- _해결할 문제_:
아래 항목 중 "In this picture, where can the white drone" 문구가 있는 줄부터 "In this picture, where can the drone body" 문구가 있는 줄까지(양 끝 줄 포함)만 요청문을 포함하여 모두 다시 쓰십시오. 이때 답에 있는 좌표 값은 모두 1.15배로 조정하고 정수로 반올림하되, 0.5는 올리십시오.

(사진 속 사물 위치 지정 항목)
'''

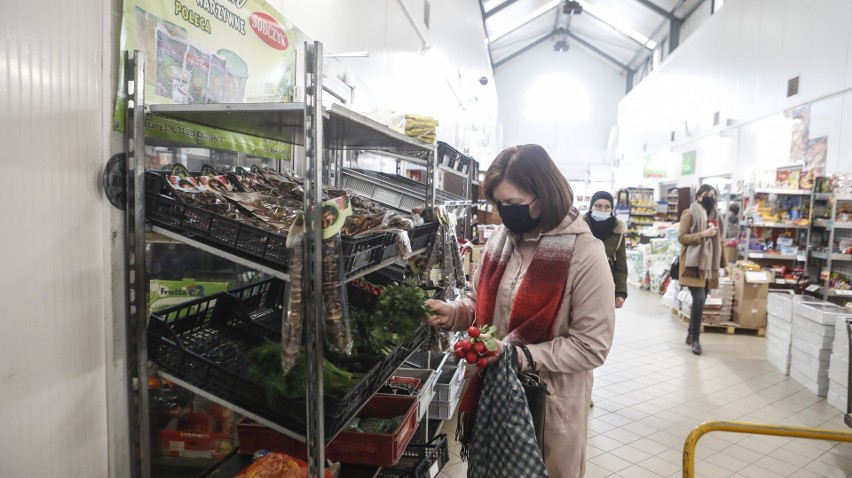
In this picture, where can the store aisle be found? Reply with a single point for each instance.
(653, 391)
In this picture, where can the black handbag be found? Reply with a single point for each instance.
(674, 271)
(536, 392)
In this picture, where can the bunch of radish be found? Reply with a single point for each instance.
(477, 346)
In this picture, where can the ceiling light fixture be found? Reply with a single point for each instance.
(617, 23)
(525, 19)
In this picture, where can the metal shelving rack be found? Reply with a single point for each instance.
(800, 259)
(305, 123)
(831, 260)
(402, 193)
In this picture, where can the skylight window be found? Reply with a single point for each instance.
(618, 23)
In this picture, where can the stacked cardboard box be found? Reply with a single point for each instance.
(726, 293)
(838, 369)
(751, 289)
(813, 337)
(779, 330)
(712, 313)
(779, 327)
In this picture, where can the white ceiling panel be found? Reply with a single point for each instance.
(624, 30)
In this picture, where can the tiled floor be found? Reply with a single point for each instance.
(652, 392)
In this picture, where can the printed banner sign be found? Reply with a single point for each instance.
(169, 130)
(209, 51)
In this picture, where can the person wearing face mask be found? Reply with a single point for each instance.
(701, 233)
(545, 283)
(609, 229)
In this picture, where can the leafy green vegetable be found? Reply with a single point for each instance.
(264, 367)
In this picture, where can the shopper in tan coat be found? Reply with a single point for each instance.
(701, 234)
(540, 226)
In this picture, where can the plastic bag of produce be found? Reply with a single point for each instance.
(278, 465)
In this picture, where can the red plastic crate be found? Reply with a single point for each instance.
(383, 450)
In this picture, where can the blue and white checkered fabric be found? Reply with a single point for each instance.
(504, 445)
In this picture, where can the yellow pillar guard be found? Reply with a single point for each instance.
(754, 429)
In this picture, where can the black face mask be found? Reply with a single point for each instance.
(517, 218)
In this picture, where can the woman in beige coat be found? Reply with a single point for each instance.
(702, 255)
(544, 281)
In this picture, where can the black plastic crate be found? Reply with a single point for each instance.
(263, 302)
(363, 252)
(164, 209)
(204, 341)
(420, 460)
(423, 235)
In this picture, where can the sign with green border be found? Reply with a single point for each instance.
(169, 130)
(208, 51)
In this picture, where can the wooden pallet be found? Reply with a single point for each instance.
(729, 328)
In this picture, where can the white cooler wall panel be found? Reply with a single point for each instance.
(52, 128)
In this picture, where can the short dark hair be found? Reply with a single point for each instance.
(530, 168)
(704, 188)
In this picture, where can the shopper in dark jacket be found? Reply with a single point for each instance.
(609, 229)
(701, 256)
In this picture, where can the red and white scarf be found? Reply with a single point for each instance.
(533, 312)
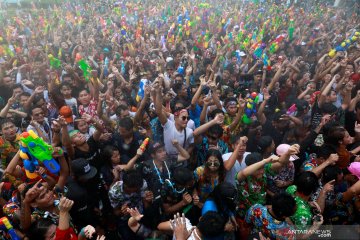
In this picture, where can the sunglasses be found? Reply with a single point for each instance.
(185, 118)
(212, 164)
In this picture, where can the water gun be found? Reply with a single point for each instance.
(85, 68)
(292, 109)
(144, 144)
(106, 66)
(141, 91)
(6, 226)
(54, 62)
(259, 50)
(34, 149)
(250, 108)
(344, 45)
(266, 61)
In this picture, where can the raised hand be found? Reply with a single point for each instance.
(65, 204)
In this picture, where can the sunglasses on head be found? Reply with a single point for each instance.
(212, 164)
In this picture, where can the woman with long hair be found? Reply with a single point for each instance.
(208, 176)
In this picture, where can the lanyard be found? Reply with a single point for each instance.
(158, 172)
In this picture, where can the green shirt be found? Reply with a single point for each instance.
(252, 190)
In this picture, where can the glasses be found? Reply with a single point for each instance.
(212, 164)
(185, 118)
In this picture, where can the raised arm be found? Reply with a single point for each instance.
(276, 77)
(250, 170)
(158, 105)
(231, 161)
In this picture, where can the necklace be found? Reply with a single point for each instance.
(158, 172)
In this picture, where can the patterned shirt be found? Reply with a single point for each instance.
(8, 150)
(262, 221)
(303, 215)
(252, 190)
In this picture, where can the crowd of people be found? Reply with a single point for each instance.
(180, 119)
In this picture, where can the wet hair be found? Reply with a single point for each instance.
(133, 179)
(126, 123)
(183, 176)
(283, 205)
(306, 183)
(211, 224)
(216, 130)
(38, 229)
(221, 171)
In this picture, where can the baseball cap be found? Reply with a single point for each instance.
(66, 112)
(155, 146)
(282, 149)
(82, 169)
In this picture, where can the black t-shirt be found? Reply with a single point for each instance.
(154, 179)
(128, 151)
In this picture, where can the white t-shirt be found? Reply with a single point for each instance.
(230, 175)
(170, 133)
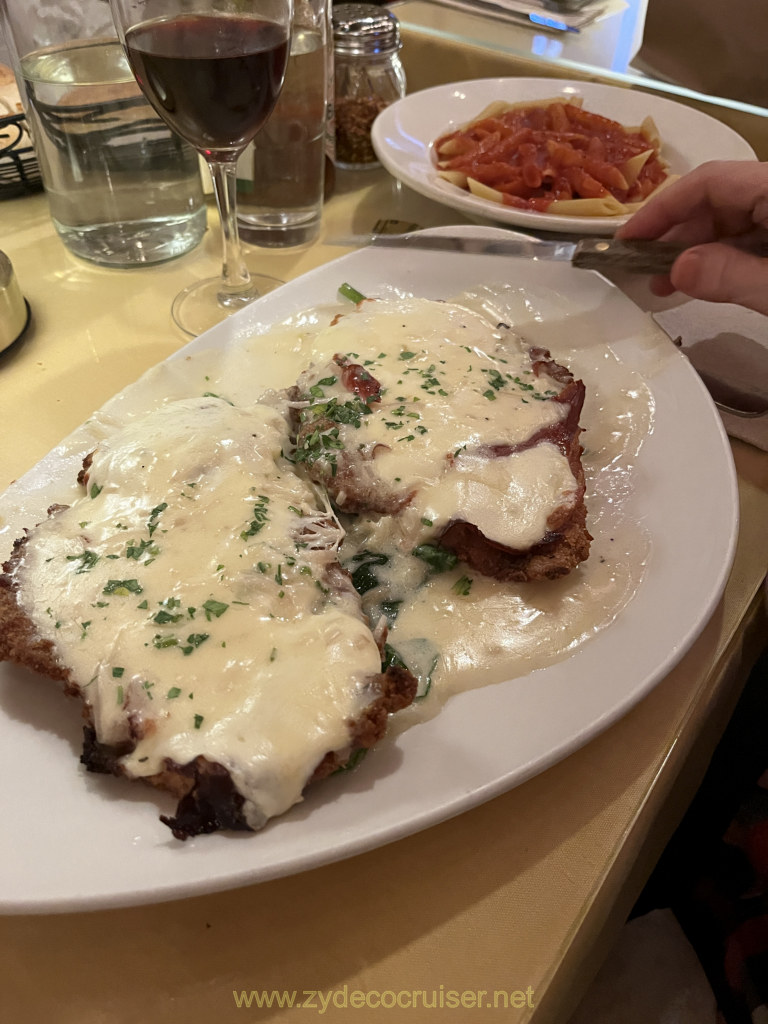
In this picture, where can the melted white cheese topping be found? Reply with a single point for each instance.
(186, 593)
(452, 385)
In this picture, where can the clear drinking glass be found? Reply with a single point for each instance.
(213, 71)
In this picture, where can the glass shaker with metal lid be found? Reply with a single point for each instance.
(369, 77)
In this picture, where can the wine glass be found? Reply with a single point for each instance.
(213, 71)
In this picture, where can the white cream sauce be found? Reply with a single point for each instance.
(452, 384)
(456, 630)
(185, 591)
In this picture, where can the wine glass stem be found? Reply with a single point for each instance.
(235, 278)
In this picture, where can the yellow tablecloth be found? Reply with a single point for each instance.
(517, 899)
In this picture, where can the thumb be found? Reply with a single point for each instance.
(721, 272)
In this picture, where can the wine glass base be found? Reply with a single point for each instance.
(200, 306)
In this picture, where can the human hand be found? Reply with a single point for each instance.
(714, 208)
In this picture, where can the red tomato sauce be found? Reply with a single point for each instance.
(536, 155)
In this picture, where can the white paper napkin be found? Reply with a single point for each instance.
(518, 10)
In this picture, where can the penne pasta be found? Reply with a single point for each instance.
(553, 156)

'''
'''

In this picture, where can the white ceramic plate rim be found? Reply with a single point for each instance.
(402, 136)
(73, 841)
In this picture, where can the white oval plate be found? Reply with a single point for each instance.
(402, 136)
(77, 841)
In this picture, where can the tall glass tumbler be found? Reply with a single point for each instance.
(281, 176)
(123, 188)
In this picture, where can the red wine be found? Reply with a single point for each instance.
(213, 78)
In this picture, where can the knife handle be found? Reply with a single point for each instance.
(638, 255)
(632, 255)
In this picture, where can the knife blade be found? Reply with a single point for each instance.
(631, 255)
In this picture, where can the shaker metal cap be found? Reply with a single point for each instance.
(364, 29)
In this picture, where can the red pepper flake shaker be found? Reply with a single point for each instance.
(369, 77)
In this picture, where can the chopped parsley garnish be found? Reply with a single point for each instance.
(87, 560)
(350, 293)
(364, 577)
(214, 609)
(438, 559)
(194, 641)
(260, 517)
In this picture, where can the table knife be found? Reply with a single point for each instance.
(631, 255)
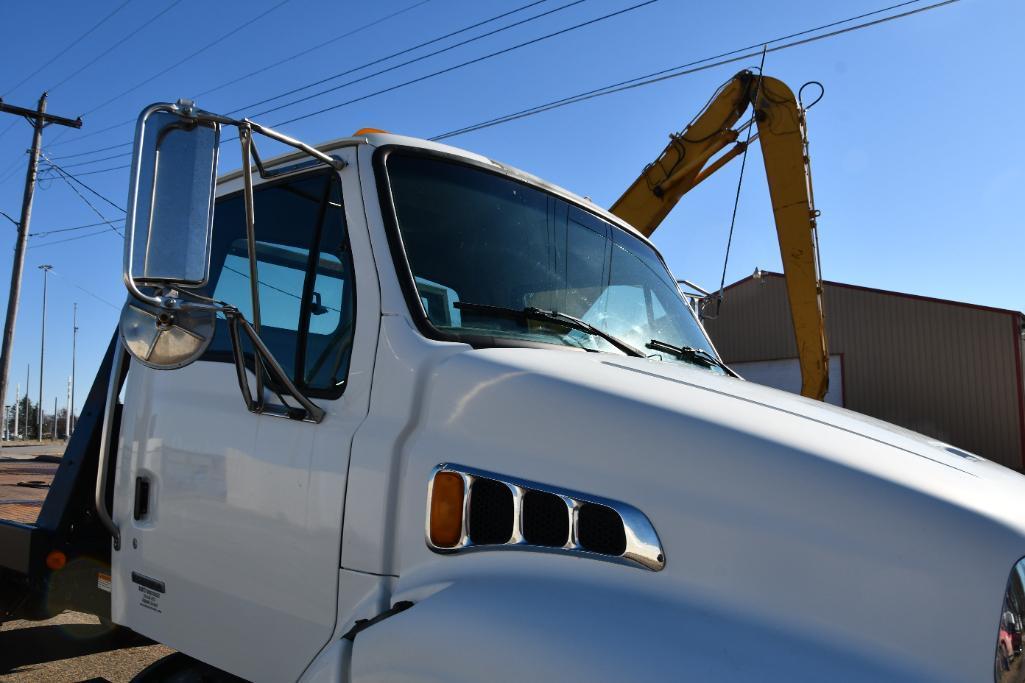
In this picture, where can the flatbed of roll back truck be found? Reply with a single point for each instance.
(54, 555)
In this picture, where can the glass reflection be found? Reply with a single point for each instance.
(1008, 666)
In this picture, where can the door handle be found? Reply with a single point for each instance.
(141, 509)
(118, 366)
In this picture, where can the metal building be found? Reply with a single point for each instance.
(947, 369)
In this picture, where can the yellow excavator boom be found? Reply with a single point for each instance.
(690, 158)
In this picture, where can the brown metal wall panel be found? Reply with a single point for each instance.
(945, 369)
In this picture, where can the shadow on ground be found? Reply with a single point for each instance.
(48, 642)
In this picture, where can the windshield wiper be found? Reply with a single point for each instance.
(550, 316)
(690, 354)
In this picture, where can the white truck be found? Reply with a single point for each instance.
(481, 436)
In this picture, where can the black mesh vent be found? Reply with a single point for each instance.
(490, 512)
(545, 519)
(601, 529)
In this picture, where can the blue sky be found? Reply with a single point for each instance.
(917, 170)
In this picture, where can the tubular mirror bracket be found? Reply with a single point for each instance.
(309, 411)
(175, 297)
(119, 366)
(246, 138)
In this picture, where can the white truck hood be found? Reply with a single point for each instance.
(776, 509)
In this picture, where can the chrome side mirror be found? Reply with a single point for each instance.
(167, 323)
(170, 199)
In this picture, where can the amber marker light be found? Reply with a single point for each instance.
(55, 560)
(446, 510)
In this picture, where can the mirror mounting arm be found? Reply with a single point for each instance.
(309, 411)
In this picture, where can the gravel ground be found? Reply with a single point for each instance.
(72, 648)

'''
'''

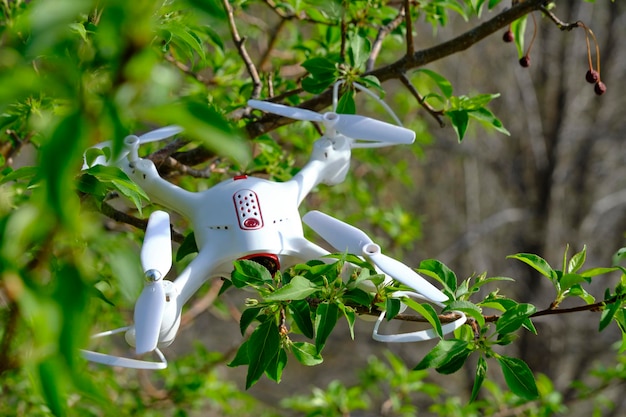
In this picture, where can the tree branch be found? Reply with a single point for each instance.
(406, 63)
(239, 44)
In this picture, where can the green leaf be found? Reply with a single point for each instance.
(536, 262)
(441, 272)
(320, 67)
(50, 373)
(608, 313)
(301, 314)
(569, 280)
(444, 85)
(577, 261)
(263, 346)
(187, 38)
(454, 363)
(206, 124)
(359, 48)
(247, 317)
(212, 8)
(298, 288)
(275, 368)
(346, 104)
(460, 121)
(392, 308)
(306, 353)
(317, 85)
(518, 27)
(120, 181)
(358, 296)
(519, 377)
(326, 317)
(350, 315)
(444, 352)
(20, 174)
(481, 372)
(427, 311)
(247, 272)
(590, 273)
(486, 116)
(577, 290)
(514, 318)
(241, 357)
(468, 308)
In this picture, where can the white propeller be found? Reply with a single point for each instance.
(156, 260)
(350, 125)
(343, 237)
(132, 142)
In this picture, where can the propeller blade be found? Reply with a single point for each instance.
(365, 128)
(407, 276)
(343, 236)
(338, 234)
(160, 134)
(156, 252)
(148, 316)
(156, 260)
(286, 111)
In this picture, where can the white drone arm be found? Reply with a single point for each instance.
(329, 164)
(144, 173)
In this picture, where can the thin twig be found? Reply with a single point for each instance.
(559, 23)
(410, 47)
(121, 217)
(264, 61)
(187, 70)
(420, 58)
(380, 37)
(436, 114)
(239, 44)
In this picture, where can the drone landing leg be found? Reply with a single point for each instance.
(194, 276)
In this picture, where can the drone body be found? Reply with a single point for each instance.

'''

- _문제 풀이_:
In this picture, where can the white drone arm be found? Reply with a single point for each instance.
(378, 189)
(166, 199)
In this picture, where can the thin twig be found? Reply with a single point for each instance.
(643, 26)
(472, 54)
(139, 250)
(304, 70)
(215, 81)
(483, 67)
(437, 43)
(501, 131)
(275, 51)
In this picture, where can the drone landing leg be found? Reply with a single point for each instance.
(223, 317)
In this picture, where can the drone body be found? Reply with a single point for each instance.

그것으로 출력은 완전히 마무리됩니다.